* [Exercise instructions]:
Output every line exactly as written. Leave out pictures.
===
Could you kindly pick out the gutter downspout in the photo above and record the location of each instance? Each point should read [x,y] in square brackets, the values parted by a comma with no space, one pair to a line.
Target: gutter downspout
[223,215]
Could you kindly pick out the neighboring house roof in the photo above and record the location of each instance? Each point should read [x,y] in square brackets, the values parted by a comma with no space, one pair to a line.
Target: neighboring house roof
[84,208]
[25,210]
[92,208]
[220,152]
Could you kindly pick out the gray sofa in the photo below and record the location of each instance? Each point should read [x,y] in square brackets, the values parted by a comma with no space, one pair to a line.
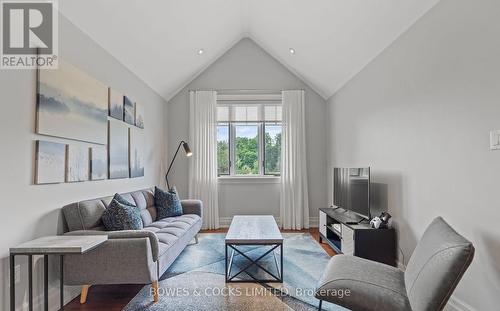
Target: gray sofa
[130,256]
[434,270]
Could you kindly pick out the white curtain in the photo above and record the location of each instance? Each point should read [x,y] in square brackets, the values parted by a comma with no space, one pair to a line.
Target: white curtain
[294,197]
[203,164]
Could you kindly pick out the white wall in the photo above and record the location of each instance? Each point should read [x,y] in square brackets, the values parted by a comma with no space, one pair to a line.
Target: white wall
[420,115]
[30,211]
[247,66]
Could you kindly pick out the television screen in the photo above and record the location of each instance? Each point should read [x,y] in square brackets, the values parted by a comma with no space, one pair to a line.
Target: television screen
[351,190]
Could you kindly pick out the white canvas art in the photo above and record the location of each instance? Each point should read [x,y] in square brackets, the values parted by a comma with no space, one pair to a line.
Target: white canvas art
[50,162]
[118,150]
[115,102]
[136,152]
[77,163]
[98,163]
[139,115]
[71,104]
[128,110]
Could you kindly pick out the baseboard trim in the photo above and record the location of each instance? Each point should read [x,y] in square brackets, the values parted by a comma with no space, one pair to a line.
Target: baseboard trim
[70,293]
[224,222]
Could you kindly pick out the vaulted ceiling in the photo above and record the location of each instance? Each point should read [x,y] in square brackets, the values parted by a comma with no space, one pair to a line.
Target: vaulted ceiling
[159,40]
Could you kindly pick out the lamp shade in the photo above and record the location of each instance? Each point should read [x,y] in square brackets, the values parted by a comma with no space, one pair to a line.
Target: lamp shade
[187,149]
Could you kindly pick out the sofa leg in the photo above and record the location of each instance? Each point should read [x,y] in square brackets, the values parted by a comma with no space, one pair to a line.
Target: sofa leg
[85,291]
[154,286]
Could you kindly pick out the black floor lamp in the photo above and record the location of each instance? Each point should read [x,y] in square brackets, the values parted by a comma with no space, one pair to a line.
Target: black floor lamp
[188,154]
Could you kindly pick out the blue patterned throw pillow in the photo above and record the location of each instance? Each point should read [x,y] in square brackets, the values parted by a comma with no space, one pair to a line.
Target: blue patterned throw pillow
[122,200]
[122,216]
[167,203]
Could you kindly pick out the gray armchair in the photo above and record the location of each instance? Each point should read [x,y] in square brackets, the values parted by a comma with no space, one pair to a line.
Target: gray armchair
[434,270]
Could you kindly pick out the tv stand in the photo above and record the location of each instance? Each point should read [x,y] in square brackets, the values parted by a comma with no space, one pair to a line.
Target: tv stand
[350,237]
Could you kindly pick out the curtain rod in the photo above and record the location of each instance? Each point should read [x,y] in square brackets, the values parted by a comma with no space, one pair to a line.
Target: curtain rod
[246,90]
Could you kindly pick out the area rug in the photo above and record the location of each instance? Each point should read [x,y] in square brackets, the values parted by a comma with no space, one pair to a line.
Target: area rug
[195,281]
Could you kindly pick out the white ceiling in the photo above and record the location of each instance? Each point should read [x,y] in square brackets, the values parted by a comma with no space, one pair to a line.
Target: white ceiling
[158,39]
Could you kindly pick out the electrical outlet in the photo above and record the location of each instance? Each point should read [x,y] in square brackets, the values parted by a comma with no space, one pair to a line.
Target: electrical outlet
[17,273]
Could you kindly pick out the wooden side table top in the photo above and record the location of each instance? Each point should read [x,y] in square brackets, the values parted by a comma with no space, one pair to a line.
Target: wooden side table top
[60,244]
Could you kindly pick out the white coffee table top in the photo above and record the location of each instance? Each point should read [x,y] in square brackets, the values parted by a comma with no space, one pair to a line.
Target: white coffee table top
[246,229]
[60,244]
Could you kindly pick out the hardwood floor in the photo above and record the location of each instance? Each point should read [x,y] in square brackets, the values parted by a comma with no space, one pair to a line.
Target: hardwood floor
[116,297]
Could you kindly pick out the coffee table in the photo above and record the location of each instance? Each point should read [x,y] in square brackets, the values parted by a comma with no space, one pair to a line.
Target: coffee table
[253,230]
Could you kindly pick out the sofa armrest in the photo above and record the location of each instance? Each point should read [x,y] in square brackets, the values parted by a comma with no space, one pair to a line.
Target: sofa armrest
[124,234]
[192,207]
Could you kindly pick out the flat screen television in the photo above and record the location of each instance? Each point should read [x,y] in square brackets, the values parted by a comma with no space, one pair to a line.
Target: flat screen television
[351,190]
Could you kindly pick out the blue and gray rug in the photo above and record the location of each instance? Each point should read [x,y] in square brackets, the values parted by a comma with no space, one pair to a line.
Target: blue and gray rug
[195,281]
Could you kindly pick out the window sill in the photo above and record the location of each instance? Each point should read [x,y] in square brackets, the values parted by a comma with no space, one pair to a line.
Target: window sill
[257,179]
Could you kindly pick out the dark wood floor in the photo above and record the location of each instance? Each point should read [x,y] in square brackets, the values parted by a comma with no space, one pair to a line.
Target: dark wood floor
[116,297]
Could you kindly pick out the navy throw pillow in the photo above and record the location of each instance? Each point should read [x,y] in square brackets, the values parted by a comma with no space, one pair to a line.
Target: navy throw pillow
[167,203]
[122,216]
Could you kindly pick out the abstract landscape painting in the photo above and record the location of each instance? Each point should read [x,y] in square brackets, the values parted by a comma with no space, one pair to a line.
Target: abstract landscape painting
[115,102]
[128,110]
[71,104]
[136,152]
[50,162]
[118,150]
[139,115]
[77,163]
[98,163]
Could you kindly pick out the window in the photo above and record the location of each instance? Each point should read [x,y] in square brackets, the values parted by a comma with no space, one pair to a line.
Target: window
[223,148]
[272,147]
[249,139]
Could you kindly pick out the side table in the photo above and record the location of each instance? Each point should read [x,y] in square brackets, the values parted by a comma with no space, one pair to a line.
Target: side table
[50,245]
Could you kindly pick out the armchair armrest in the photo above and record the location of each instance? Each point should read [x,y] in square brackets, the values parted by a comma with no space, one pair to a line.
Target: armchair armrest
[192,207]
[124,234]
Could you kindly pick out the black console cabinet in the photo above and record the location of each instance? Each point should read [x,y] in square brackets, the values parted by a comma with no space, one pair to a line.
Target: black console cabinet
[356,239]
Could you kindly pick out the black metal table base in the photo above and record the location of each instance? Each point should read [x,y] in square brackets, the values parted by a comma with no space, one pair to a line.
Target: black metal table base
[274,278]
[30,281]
===
* [Problem solution]:
Could you kindly pick out the gutter downspout in the photo above and record the location of each instance? Each point should read [x,y] in square brackets, the values parted by a comma with no space, one pair to a line.
Target: gutter downspout
[223,215]
Could you kindly pick out the neighboring house roof in the photo above and record the location of each instance? Each point should read [x,y] in square brackets, the values parted by a comma with no space, one pair to a line.
Target: neighboring house roof
[84,208]
[25,210]
[92,208]
[220,152]
Could you kindly pick out the gray sofa in the photo below and record the location of each instance? Each point should read [x,y] in square brackets, the values parted by a comma with no space, one pair to a line.
Target: gray sofa
[130,256]
[434,270]
Could you kindly pick out the white curtain in the photo above and record the location of each instance? Each point should read [x,y] in square brackets, the values parted by a comma with no space, one pair to a line.
Target: white curtain
[294,197]
[203,164]
Could you kindly pick out the white wall in the photo above and record the location of each instance? Each point should read [x,y] in square brackets, the values parted by a comma with no space, one pair to a line.
Target: white wall
[420,115]
[30,211]
[247,66]
Could you kindly pick out the television screen in the photo above and record the location of each instance? Each point should read [x,y] in square brackets, the values parted by a comma with no space, one pair to a line.
Target: television screen
[351,190]
Could you kindly pick out the white canvas art in the photo above and record the location of each instance? Each point should read [x,y] in square brackets, the values parted by a comma with no space, one pair to a line.
Target: white canvas art
[50,162]
[118,150]
[115,102]
[136,152]
[77,163]
[98,163]
[139,115]
[71,104]
[128,110]
Could you kindly pick out the baseboard trim in the photo above and record the location of each instance? Each point should read [x,y] in square brackets, the values parted by a comma with no space, one pair to a line.
Target: baseboard trim
[70,293]
[224,222]
Could you kindly pick out the vaulted ceiling in the photo above and record the location of each instance? Each point should read [x,y] in square brackets, the values parted by a comma with no space, one pair to a line.
Target: vaulted ceiling
[159,40]
Could you kindly pick out the lamp shade in the photo above and record the location of each instance? Each point should read [x,y] in square brackets, the values parted by a comma with no space, one pair to a line.
Target: lamp shade
[187,149]
Could you kindly pick out the sofa leg in the photo above and record the location of each instance? Each point should read [x,y] in square brackets, the values parted by a comma with no space, one pair to a line.
Target: sofa leg
[85,291]
[154,286]
Could you kindly pick out the black floor lamp in the photo above and record the location of each instance? Each point should read [x,y] in square brackets, the values parted by a comma with no space, one pair to a line.
Target: black floor lamp
[188,154]
Could you kindly pick out the blue patterned throw pillow in the photo above and record the location of each instance? Each point should read [x,y] in square brackets, the values parted by a comma with no space, one pair to a line.
Target: blue patterned throw pillow
[122,200]
[122,216]
[167,203]
Could you kindly pick out the gray armchair in the photo above and record the location of each instance? Each point should read [x,y] in square brackets, the values parted by a comma with no space, one pair to a line.
Target: gray armchair
[434,270]
Could you kindly pick out the tv stand in the photo above and record the location of each instance? Each point should read [x,y] in square brackets, the values parted by a comma with no space, one pair to a line.
Target: tv stand
[350,237]
Could you kindly pick out the curtain rod in the photo above and record the location of each instance? Each point should read [x,y] in square brackets, the values parted by a comma with no space, one pair to a line.
Target: curtain rod
[246,90]
Could you kindly pick out the area rug in the photo above and record the location of each instance? Each point should read [x,y] in square brackets, the values parted by a comma with no space, one pair to a line.
Target: area rug
[195,281]
Could you kindly pick out the white ceiling in the photo above and record the location of each instance? Each point should read [x,y] in square brackets, the values parted by a comma with no space, one pair to a line.
Target: white ceiling
[158,39]
Could you kindly pick out the electrical outlet in the photo above and record the location of each instance? Each point should read [x,y] in square brackets, the values parted by a comma with no space, one pair to a line.
Target: electrical outlet
[17,273]
Could you kindly pick out the wooden side table top in the photo above and record the location of each instance? Each point should read [x,y] in square brackets, the values parted by a comma with no space, one pair to a line.
Target: wooden side table top
[60,244]
Could you kindly pick out the white coffee table top in the photo above and record the location of each instance? Each point should read [x,y] in square brackets, the values parted by a comma with no space, one pair to a line.
Target: white coffee table top
[246,229]
[60,244]
Could you kindly pick out the hardwood floor in the photo above and record the location of each instance? Each point should read [x,y] in square brackets, the values parted by a comma with no space, one pair to a line.
Target: hardwood floor
[116,297]
Could you kindly pick out the coffee table in the photo above and record the location of each instance? Each point should read [x,y] in square brackets, the values parted by a comma with no space, one pair to a line.
Target: coffee table
[253,230]
Could you kindly pick out the sofa armrest in the photo above and record the location of each instance? Each point should read [x,y] in square brackets, the values parted by a comma with no space, one pair to a line.
Target: sofa armrest
[124,234]
[192,207]
Could you kindly pick out the flat screen television in the photo above and record the location of each instance? Each point should read [x,y] in square brackets, the values parted by a comma with no space, one pair to a line.
Target: flat screen television
[351,190]
Could you kindly pick out the blue and gray rug in the photo above and record the location of each instance? Each point should read [x,y] in square brackets, the values parted by a comma with no space, one pair to a line.
Target: blue and gray rug
[195,281]
Could you kindly pick out the window sill in the photo above and record the location of each instance? Each point should read [x,y] in square brackets, the values parted by a comma with no space, one pair to a line.
Target: window sill
[257,179]
Could you kindly pick out the dark wood floor in the photo above and record the location of each instance? Each point should read [x,y] in square brackets, the values parted by a comma with no space, one pair to a line.
Target: dark wood floor
[116,297]
Could you kindly pick out the navy throw pillow in the photo above and record the location of each instance? Each point should read [x,y] in square brackets, the values parted by a comma with no space, one pair to a line.
Target: navy throw pillow
[167,203]
[122,216]
Could you kindly pick out the abstract landscape painting in the photo above and record the location of each instance? Each point should read [x,y] in square brackets, the values parted by a comma with no space, one pair to a line.
Target: abstract landscape painting
[115,102]
[128,110]
[71,104]
[136,152]
[50,162]
[118,150]
[139,115]
[77,163]
[98,163]
Could you kindly pick out the window in the photo above and record the location of each instance? Each point should read [x,y] in square brackets, the values parted by a comma with no space, one pair to a line.
Target: window
[223,148]
[272,147]
[249,139]
Could you kindly pick out the side table in the photo above and record the location of each instance? Each point should read [x,y] in square brackets, the values parted by a comma with no space, one pair to a line.
Target: side table
[50,245]
Could you kindly pick out the armchair armrest in the photo above and record the location of each instance? Each point should read [x,y] in square brackets, the values parted by a comma with no space, one pair to a line.
Target: armchair armrest
[192,207]
[124,234]
Could you kindly pick out the black console cabinet in the photo above and record the location of each instance? Each point should read [x,y] in square brackets, the values parted by a comma with no space, one pair to a line.
Target: black console cabinet
[356,239]
Could you kindly pick out the black metal table base in the photo above and record the location of each instance? Each point should read [x,y] in square brackets, the values parted by a comma with no space, one pair to a line.
Target: black metal table base
[274,278]
[30,281]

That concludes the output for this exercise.